= Activity =
In the records below, find each line with "tree" and copy it.

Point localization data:
__________________________________________________
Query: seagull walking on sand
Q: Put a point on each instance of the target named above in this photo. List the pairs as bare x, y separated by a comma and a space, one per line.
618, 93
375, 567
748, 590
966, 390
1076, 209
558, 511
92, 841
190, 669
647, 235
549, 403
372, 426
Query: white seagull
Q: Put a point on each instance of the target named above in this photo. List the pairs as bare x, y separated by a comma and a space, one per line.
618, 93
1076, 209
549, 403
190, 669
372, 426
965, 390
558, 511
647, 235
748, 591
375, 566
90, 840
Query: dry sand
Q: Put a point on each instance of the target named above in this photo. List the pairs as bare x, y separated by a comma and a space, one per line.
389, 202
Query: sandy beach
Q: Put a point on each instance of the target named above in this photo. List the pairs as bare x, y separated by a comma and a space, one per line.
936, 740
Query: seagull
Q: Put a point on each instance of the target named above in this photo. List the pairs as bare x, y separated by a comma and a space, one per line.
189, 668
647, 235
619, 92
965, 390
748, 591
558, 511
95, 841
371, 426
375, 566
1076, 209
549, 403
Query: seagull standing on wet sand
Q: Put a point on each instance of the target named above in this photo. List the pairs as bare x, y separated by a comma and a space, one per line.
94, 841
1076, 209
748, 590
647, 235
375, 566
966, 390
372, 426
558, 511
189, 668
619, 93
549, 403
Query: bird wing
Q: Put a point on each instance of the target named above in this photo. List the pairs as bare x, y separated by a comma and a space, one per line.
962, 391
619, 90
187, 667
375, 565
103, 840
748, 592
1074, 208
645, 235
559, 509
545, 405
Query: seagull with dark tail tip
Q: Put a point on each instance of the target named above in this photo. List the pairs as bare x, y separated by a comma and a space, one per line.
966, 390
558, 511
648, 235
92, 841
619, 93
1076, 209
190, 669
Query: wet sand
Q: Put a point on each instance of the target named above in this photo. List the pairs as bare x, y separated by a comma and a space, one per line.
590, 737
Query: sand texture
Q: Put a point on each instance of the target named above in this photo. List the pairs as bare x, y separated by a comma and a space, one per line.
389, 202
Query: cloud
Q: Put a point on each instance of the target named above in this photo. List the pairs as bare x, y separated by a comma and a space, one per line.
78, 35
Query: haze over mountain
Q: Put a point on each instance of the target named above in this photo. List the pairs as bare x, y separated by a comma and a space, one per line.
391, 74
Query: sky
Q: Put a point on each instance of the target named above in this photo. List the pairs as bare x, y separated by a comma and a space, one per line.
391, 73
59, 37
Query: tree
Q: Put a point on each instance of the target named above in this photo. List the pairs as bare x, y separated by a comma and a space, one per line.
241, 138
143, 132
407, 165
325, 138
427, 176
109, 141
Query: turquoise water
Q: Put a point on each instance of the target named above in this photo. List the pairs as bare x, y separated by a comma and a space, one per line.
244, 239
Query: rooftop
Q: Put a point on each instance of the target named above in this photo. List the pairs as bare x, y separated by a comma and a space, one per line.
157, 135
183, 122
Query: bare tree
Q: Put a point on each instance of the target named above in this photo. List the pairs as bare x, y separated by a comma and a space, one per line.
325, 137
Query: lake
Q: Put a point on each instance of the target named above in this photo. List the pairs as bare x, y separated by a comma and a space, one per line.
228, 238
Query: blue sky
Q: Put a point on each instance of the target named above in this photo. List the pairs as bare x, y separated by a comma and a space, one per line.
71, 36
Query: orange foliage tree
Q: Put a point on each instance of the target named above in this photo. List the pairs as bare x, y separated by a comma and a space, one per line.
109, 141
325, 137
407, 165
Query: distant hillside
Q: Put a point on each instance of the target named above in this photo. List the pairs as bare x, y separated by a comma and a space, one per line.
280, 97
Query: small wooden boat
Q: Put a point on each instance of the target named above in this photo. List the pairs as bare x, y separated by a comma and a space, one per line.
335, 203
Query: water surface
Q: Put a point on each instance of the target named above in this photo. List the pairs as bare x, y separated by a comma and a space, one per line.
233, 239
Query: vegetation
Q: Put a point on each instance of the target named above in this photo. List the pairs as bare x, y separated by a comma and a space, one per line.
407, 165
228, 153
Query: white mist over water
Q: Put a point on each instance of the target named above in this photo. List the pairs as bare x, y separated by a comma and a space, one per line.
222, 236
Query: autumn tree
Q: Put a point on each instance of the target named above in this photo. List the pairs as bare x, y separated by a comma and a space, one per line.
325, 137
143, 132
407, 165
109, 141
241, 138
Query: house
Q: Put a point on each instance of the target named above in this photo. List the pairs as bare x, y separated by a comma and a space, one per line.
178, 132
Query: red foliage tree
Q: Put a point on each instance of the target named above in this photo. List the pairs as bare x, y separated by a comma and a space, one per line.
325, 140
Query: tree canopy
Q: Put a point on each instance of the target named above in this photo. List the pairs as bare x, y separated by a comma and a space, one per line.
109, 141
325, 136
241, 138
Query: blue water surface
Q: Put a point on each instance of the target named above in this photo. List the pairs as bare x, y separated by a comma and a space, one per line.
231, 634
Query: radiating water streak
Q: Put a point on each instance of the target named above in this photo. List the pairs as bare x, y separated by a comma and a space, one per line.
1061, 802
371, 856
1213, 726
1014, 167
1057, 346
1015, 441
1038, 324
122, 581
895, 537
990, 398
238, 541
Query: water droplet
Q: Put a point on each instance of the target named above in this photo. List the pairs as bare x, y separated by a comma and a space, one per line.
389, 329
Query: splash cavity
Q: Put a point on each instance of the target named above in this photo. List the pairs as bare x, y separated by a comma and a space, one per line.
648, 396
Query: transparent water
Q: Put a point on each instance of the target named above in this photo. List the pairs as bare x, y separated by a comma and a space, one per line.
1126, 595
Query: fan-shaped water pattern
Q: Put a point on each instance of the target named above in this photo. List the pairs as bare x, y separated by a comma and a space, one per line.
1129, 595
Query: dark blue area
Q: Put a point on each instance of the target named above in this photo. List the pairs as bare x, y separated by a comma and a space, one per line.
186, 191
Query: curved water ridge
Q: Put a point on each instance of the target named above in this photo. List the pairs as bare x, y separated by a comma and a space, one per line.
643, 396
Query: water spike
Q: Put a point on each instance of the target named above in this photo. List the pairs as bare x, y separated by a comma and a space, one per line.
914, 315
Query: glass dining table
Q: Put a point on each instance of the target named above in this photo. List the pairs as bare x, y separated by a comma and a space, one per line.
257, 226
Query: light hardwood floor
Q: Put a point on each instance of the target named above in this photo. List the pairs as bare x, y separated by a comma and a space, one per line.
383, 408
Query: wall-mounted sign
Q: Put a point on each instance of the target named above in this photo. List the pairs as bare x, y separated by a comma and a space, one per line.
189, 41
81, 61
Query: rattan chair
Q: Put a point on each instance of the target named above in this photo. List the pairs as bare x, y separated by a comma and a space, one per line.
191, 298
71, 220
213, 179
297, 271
__________________________________________________
= Exercise solution =
Query: tree
Query: bare tree
Query: orange foliage tree
Query: autumn tree
Query: red foliage tree
Query: tree canopy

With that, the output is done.